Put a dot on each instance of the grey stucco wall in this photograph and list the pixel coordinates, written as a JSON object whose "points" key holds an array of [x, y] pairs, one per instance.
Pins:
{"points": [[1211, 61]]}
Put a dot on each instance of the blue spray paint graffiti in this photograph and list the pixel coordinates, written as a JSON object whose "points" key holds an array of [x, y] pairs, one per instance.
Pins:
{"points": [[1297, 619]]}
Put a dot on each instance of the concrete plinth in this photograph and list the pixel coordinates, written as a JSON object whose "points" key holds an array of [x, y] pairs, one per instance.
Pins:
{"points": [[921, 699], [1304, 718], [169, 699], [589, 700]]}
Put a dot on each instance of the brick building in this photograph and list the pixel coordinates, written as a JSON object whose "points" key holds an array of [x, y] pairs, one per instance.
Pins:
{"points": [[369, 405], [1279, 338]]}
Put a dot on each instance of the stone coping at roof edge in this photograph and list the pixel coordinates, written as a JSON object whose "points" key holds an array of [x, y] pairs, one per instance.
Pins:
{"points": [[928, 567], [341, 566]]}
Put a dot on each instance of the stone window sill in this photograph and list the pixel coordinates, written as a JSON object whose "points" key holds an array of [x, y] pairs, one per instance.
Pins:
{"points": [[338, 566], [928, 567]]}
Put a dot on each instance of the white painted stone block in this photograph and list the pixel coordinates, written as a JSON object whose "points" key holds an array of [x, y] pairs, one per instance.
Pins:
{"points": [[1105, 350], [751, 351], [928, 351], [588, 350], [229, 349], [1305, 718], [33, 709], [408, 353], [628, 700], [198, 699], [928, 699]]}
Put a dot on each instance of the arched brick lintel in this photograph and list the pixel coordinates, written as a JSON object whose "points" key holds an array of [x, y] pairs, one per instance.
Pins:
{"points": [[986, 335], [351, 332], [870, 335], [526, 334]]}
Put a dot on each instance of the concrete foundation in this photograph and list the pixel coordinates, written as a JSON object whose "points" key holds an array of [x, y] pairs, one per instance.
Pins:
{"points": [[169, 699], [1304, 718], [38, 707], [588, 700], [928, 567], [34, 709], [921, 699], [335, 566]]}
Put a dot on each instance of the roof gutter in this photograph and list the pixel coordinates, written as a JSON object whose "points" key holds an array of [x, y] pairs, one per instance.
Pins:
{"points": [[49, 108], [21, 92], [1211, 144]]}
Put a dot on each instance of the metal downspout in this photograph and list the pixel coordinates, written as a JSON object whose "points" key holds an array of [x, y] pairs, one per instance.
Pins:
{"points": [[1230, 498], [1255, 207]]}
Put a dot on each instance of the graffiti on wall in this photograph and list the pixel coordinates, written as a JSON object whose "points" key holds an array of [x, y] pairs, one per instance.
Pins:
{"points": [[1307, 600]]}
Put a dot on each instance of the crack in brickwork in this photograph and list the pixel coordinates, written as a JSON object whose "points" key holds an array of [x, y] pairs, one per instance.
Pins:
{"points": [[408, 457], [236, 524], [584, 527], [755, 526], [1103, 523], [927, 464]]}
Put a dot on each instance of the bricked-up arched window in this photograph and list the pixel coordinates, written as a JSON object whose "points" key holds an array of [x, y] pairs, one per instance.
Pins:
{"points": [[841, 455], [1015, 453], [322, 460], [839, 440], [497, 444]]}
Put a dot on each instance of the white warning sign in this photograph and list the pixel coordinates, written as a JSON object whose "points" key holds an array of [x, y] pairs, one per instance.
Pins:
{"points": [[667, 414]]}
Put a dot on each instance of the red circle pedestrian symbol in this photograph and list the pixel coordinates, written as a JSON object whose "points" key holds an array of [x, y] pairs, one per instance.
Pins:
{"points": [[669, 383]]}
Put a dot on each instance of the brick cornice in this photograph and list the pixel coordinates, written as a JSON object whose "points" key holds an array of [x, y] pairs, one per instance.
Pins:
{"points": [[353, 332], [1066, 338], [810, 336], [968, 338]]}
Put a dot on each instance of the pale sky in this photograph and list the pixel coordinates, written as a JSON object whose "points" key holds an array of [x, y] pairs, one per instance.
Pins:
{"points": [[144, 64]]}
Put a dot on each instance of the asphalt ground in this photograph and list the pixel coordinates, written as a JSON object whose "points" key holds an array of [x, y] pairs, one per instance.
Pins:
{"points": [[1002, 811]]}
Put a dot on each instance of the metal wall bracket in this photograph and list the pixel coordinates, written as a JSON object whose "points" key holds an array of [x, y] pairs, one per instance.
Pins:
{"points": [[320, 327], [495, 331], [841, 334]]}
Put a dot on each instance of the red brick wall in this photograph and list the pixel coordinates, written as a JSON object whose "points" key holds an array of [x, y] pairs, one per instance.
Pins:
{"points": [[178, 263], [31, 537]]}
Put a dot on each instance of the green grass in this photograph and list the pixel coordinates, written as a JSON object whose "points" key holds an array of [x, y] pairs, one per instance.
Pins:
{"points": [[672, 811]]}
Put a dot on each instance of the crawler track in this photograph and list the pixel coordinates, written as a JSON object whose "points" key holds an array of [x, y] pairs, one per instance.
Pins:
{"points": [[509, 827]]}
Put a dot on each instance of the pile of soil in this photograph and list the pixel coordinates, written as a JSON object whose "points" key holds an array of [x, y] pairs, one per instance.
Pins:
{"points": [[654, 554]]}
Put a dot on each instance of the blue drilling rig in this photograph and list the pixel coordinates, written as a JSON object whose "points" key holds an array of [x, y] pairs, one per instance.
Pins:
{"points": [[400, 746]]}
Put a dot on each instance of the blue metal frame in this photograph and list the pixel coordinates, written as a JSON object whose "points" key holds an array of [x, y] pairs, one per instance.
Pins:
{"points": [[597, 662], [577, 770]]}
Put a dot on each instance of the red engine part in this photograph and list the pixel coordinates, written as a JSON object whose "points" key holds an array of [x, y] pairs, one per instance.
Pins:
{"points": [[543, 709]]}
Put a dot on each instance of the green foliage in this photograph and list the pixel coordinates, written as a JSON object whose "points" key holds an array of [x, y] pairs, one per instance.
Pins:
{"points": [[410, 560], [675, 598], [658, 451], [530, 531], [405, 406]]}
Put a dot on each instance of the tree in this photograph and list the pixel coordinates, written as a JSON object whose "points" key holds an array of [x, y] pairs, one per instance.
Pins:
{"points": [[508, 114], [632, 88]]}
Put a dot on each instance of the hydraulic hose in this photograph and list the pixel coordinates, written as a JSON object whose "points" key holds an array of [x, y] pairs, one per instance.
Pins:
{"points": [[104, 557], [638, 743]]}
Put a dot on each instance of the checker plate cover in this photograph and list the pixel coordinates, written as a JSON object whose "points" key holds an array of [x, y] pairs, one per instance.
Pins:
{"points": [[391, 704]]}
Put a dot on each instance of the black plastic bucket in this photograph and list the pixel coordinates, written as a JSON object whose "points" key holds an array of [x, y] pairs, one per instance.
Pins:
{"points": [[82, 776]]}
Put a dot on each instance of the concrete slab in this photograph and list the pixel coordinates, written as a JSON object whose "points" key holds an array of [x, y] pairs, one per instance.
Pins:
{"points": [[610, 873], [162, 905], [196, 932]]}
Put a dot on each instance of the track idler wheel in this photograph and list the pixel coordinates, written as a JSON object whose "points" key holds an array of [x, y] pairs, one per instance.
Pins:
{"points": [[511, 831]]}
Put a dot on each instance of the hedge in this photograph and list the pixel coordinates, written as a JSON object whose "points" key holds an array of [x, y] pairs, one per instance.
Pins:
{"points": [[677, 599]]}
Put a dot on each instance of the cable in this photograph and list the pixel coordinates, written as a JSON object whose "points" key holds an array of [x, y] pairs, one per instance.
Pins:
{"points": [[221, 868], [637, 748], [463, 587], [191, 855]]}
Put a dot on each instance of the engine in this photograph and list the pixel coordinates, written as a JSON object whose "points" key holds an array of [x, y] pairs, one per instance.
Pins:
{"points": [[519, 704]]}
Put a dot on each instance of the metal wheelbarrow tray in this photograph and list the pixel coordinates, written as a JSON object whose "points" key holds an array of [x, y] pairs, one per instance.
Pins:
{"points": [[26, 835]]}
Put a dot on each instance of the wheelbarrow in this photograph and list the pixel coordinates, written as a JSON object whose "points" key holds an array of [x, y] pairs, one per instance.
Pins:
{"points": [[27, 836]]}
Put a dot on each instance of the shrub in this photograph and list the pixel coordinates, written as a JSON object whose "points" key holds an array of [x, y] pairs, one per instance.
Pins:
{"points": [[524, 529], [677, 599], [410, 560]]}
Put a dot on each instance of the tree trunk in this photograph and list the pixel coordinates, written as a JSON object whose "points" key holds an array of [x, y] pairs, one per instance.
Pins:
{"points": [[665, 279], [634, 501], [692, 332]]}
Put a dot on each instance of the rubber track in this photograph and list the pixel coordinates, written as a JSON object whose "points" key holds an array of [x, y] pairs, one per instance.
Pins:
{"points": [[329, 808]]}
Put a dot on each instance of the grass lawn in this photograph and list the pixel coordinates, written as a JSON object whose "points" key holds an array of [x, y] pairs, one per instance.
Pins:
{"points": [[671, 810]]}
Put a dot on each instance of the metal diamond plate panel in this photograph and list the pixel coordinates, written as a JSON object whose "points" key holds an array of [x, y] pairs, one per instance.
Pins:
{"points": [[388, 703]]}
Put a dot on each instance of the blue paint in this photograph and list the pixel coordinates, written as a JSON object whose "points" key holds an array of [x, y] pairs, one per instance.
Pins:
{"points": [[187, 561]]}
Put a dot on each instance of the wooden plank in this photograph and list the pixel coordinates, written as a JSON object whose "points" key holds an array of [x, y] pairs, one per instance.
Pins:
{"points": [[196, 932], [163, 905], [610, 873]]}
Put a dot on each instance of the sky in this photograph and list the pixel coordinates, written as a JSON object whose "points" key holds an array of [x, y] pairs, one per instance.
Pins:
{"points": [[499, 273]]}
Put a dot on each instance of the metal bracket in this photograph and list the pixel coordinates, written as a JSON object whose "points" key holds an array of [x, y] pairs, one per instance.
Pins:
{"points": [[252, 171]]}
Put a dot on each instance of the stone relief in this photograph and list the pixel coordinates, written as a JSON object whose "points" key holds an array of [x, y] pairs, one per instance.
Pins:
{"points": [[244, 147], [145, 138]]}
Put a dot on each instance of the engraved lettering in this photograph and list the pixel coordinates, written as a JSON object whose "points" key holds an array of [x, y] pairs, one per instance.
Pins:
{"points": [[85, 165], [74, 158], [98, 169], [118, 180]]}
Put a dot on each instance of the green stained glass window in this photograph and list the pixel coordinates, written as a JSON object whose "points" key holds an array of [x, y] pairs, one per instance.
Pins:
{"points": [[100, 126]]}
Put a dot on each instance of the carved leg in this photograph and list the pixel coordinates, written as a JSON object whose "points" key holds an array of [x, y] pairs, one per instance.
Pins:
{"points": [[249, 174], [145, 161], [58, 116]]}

· · · · · · ·

● STATED EXERCISE
In the entries above, take the line containing "Put a dot on each instance of the metal bracket" and each later line through the last, and repeat them exactly. Output nothing else.

● RESULT OF THIS EXERCISE
Put a dot on each instance of the metal bracket in this photograph and list the pixel coordinates, written as a JSON object whose "points" key holds an array of [x, y] pairs, one per instance.
Pins:
{"points": [[252, 171]]}
Put a dot on each instance of the stone relief in this photograph and list the pixel coordinates, written as a JSON object whose "points" key holds an array of [x, y] pairs, one per instance.
Pins:
{"points": [[244, 147], [145, 138]]}
Put a dot on each instance of the engraved lettering in this photograph and list the pixel coordinates, written as a JSON object whose "points" key holds an array of [x, y] pairs, one per instance.
Pins:
{"points": [[85, 165], [74, 158], [98, 169], [118, 180]]}
Put a dot on each instance of the green stained glass window in this photograph and list the pixel coordinates, written as a JSON object whose "points" key holds an array of [x, y] pairs, one per instance.
Pins:
{"points": [[100, 126]]}
Put a dot on each instance of the carved leg in this photograph and list the pixel coordinates, written as a JSON object whose "points" key holds an array of [x, y] pairs, one per instance.
Pins:
{"points": [[249, 174], [145, 161], [58, 116]]}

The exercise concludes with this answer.